Aim.
Please reproduce the workstation ergonomics text below word for word, from its first line to its last.

Document.
>> START

Health and Safety

Ergonomic considerations

Ergonomics includes the practice of designing someone’s workstation to fit his or her individual needs.  As standard office equipment varies to reflect multiple uses, it is beneficial to make individualized adjustments to fit every person’s body shape and job demands.

Workstation set-up, safe lifting techniques, proper posture, appropriate seating position, and adaptive equipment are only a few of the many examples of ergonomics in the workplace.

Key items to review to help ensure that your office workstation is set up correctly:

Mousing

Ensure the mouse is placed as close as possible to the end of the keyboard. It should also be at the same level (height) as the keyboard to avoid reaching (which engages your shoulder muscles).

Telephone answering

Cradling the handset between shoulder and ear is ergonomically unsound. It contracts the muscles on one side of the neck and extends those on the other side.

>> END

Dataset entries.
>> START

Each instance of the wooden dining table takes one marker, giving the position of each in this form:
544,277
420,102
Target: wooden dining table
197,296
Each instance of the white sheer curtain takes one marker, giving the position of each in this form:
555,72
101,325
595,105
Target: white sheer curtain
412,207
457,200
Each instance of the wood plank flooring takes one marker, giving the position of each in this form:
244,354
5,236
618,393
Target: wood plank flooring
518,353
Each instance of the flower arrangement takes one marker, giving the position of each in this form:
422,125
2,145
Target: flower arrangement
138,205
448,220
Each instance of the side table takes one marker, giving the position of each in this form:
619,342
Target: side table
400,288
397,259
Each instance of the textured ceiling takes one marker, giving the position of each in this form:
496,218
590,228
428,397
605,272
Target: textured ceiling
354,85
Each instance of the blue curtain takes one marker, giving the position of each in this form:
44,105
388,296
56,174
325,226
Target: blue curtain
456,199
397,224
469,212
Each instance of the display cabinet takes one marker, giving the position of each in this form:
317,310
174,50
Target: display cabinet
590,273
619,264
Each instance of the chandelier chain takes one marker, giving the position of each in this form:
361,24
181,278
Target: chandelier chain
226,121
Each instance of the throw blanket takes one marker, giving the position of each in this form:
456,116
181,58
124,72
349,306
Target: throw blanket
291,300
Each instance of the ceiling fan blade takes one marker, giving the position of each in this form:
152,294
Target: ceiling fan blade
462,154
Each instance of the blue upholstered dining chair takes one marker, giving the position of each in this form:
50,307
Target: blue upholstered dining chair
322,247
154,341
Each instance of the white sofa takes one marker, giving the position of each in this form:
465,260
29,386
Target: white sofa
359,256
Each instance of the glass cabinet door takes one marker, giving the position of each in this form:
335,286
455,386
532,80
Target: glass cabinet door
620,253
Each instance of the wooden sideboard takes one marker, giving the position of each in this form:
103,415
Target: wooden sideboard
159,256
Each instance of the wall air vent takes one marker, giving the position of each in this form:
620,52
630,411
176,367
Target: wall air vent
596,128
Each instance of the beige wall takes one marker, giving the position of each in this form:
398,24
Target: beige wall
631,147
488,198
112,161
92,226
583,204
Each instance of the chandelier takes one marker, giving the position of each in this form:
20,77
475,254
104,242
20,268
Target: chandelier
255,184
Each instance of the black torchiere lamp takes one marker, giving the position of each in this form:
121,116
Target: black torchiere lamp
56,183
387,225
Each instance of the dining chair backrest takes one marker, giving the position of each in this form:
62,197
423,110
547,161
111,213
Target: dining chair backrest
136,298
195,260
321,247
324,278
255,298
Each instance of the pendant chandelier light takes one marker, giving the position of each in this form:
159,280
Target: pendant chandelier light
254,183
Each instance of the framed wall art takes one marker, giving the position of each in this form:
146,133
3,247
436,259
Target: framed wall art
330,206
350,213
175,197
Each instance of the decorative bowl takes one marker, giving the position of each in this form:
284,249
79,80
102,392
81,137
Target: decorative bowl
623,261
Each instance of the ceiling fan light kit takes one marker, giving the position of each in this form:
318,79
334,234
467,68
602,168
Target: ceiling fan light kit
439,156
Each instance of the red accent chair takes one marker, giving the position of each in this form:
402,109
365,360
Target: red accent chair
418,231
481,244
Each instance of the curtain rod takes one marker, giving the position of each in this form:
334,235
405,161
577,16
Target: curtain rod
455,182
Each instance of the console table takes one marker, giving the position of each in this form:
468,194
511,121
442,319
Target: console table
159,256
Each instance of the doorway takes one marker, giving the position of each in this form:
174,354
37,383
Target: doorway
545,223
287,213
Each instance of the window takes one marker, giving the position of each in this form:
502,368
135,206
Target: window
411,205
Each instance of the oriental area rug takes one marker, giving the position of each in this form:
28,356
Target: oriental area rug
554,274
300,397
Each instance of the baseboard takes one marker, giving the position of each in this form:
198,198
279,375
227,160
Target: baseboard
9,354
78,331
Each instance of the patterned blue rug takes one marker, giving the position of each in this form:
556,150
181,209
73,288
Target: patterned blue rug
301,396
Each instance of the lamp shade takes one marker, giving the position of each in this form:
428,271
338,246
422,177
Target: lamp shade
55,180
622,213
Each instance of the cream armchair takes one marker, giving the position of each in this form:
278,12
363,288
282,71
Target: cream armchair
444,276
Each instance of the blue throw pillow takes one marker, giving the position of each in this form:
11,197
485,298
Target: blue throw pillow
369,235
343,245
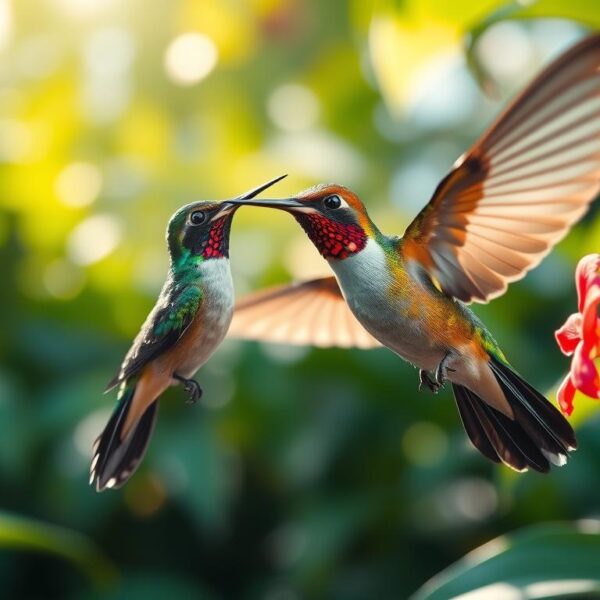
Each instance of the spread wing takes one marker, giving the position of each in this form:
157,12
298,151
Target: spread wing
310,313
517,192
168,321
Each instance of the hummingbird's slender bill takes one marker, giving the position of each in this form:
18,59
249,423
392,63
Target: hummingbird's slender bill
498,212
187,324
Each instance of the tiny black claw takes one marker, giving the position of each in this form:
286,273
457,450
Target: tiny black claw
425,381
192,388
442,370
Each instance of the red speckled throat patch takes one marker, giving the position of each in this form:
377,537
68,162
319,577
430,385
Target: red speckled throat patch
217,244
332,238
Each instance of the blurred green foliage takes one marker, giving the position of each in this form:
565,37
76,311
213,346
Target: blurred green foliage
303,473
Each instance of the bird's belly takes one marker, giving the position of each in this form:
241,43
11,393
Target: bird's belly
399,319
391,324
210,325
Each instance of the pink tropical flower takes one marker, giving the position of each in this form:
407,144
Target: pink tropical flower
580,336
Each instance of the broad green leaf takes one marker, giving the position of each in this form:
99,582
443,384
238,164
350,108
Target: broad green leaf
547,561
27,534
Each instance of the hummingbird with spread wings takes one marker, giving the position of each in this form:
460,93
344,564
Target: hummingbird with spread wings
185,327
500,210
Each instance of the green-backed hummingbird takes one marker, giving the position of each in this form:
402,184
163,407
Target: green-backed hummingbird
185,327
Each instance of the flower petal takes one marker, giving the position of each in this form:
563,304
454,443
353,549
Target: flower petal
569,335
587,275
590,325
584,373
565,395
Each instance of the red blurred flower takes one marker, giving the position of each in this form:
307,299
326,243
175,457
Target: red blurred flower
580,336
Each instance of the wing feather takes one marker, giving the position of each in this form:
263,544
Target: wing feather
517,192
310,313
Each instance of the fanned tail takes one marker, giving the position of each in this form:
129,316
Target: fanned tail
115,459
538,436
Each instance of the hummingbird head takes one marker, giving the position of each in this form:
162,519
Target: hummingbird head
332,216
200,230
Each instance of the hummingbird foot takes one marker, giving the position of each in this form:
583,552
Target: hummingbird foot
441,373
425,381
192,388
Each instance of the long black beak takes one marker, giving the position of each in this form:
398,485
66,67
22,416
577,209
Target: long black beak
282,204
229,206
258,190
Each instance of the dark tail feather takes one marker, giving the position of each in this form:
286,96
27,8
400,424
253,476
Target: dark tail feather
539,434
115,460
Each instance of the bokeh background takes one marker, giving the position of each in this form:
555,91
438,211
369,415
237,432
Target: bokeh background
303,473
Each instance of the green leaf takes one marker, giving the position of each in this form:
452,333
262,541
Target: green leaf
27,534
546,561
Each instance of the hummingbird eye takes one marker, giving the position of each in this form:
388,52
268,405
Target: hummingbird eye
197,217
332,202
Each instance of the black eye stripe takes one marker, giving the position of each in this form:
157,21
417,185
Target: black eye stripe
332,202
197,217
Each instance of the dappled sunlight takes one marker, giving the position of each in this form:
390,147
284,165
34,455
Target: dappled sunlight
300,472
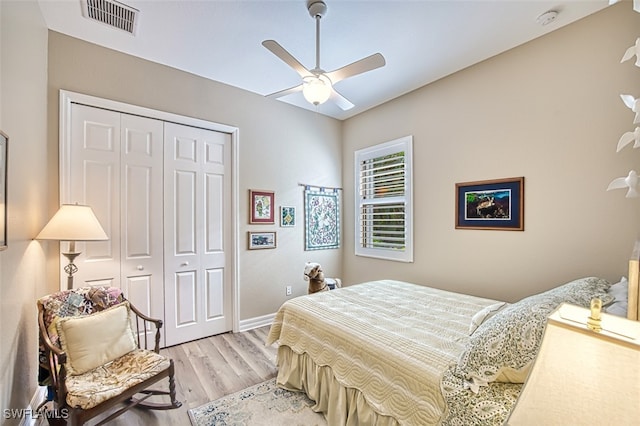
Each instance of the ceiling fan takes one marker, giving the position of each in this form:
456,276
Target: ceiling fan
317,84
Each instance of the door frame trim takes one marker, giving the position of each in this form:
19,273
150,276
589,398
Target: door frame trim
67,98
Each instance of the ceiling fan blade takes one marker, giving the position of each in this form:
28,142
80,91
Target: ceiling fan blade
285,92
286,57
363,65
340,100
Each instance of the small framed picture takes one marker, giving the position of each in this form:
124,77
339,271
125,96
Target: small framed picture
262,240
261,205
491,204
287,216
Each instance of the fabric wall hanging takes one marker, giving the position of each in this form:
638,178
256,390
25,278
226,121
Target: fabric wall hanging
321,219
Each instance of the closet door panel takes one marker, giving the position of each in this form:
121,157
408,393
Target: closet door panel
198,206
94,180
141,213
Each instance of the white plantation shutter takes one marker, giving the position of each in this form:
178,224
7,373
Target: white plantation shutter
383,197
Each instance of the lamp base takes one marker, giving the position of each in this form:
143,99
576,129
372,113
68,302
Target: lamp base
71,268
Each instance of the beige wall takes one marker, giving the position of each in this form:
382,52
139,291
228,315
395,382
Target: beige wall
549,111
278,144
23,77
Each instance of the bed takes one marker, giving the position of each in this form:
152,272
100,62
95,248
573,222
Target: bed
389,352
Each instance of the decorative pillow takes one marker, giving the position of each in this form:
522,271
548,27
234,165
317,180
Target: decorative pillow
503,347
484,314
94,340
620,293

>> END

Written answer.
Health and Safety

Ergonomic considerations

Ergonomics includes the practice of designing someone’s workstation to fit his or her individual needs.  As standard office equipment varies to reflect multiple uses, it is beneficial to make individualized adjustments to fit every person’s body shape and job demands.

Workstation set-up, safe lifting techniques, proper posture, appropriate seating position, and adaptive equipment are only a few of the many examples of ergonomics in the workplace.

Key items to review to help ensure that your office workstation is set up correctly:

Mousing

Ensure the mouse is placed as close as possible to the end of the keyboard. It should also be at the same level (height) as the keyboard to avoid reaching (which engages your shoulder muscles).

Telephone answering

Cradling the handset between shoulder and ear is ergonomically unsound. It contracts the muscles on one side of the neck and extends those on the other side.